#### What to produce:
Put every line of the items below into a JSON list of strings, with one string for each line and any blank lines left out.

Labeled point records
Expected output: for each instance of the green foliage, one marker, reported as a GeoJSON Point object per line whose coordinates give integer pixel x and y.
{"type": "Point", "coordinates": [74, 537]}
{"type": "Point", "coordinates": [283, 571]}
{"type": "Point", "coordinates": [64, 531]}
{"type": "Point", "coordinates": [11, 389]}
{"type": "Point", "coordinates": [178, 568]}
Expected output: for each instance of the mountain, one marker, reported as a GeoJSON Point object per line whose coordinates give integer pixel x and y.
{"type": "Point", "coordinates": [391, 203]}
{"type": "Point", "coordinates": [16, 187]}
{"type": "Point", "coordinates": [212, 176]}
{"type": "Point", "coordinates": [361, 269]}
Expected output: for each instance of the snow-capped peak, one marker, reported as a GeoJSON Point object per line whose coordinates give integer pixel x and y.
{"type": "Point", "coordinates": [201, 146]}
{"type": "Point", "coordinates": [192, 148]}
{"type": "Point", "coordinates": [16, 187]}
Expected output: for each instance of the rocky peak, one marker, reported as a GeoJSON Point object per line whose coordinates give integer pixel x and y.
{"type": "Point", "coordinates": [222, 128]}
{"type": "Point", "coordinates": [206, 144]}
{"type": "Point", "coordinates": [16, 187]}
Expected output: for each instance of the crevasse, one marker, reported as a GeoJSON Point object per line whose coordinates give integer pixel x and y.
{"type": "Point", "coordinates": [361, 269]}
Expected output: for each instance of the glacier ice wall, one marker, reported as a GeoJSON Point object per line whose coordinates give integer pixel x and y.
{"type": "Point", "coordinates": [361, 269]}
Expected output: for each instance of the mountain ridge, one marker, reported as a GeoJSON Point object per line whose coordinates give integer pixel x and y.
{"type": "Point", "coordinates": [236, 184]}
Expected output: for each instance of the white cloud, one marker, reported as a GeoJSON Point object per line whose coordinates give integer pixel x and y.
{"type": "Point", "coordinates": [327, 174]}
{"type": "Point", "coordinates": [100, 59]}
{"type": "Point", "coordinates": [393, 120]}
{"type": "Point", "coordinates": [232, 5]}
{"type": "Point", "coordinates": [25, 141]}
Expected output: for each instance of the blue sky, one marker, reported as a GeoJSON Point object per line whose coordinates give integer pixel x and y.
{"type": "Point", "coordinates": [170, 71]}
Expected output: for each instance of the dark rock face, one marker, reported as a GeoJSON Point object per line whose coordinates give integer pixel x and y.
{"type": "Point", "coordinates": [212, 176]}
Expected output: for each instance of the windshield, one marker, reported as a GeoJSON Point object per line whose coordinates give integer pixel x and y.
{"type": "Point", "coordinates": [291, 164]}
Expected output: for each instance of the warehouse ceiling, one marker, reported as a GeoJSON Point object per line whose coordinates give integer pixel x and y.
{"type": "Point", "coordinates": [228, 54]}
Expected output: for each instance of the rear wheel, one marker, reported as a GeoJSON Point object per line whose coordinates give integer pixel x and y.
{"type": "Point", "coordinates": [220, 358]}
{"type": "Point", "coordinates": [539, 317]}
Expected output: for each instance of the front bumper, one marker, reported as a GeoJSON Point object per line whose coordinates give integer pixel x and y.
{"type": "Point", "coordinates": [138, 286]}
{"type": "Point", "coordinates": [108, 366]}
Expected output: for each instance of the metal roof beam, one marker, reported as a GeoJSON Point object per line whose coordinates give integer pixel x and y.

#### Response to this exercise:
[
  "Expected output: for each instance of the green foliage, one marker, reported as a GeoJSON Point object per line whose coordinates give integer pixel x and y.",
  "{\"type\": \"Point\", \"coordinates\": [74, 537]}",
  "{\"type\": \"Point\", \"coordinates\": [283, 571]}",
  "{\"type\": \"Point\", \"coordinates\": [64, 531]}",
  "{\"type\": \"Point\", \"coordinates\": [11, 389]}",
  "{\"type\": \"Point\", \"coordinates\": [178, 568]}",
  "Expected output: for each instance of the mountain, one marker, reported as a GeoJSON Point object per line whose coordinates give integer pixel x and y.",
  "{\"type\": \"Point\", \"coordinates\": [391, 203]}",
  "{\"type\": \"Point\", \"coordinates\": [16, 187]}",
  "{\"type\": \"Point\", \"coordinates\": [212, 176]}",
  "{\"type\": \"Point\", \"coordinates\": [361, 269]}",
  "Expected output: for each instance of the snow-capped peak, one marker, reported as a GeoJSON Point object per line whose coordinates give integer pixel x and y.",
  "{\"type\": \"Point\", \"coordinates\": [201, 146]}",
  "{\"type\": \"Point\", \"coordinates\": [192, 148]}",
  "{\"type\": \"Point\", \"coordinates\": [16, 187]}",
  "Expected output: for each instance of the rocky peak, one marker, reported as a GeoJSON Point object per line whose coordinates give integer pixel x and y.",
  "{\"type\": \"Point\", \"coordinates\": [222, 128]}",
  "{\"type\": \"Point\", \"coordinates\": [206, 144]}",
  "{\"type\": \"Point\", \"coordinates\": [16, 187]}",
  "Expected output: for each instance of the crevasse, one marker, reported as a GeoJSON Point object per line whose coordinates give integer pixel x and y.",
  "{\"type\": \"Point\", \"coordinates\": [361, 269]}",
  "Expected output: for each instance of the glacier ice wall, one marker, reported as a GeoJSON Point object per line whose coordinates give integer pixel x and y.",
  "{\"type\": \"Point\", \"coordinates\": [361, 269]}",
  "Expected output: for each instance of the mountain ridge, one marker, reported as a GeoJSON Point object per line whose coordinates give integer pixel x and y.",
  "{\"type\": \"Point\", \"coordinates\": [236, 184]}",
  "Expected output: for each instance of the white cloud, one marker, reported as a GeoJSON Point object per line whose coordinates give integer pixel x and y.",
  "{\"type\": \"Point\", \"coordinates\": [327, 174]}",
  "{\"type\": \"Point\", \"coordinates\": [100, 59]}",
  "{\"type\": \"Point\", \"coordinates\": [393, 120]}",
  "{\"type\": \"Point\", \"coordinates\": [232, 5]}",
  "{\"type\": \"Point\", \"coordinates\": [25, 141]}",
  "Expected output: for each instance of the blue sky, one marker, reported as a GeoJSON Point object per line whose coordinates give integer pixel x and y.",
  "{\"type\": \"Point\", \"coordinates\": [170, 71]}",
  "Expected output: for each instance of the dark rock face, one marker, reported as a GeoJSON Point object per line whose coordinates give integer pixel x and y.",
  "{\"type\": \"Point\", \"coordinates\": [212, 176]}",
  "Expected output: for each instance of the windshield, one marker, reported as a GeoJSON Point object per line whose coordinates give integer pixel x and y.",
  "{\"type\": \"Point\", \"coordinates\": [291, 164]}",
  "Expected output: for each instance of the warehouse ceiling, one marker, reported as a GeoJSON Point object per line whose coordinates give integer pixel x and y.",
  "{\"type\": \"Point\", \"coordinates\": [228, 54]}",
  "Expected output: for each instance of the rear wheel, one marker, reported as a GeoJSON Point object per line whose coordinates give integer pixel x and y.",
  "{\"type\": \"Point\", \"coordinates\": [220, 358]}",
  "{\"type\": \"Point\", \"coordinates\": [539, 317]}",
  "Expected output: for each instance of the front bumper, one marker, reported as a GeoJSON Point object per line whose coordinates give integer pixel x and y.",
  "{\"type\": \"Point\", \"coordinates\": [138, 286]}",
  "{\"type\": \"Point\", \"coordinates\": [108, 366]}",
  "Expected output: for each instance of the metal roof beam, one marker, reported as a GeoJSON Point object per line whose coordinates give integer pixel x and y."
]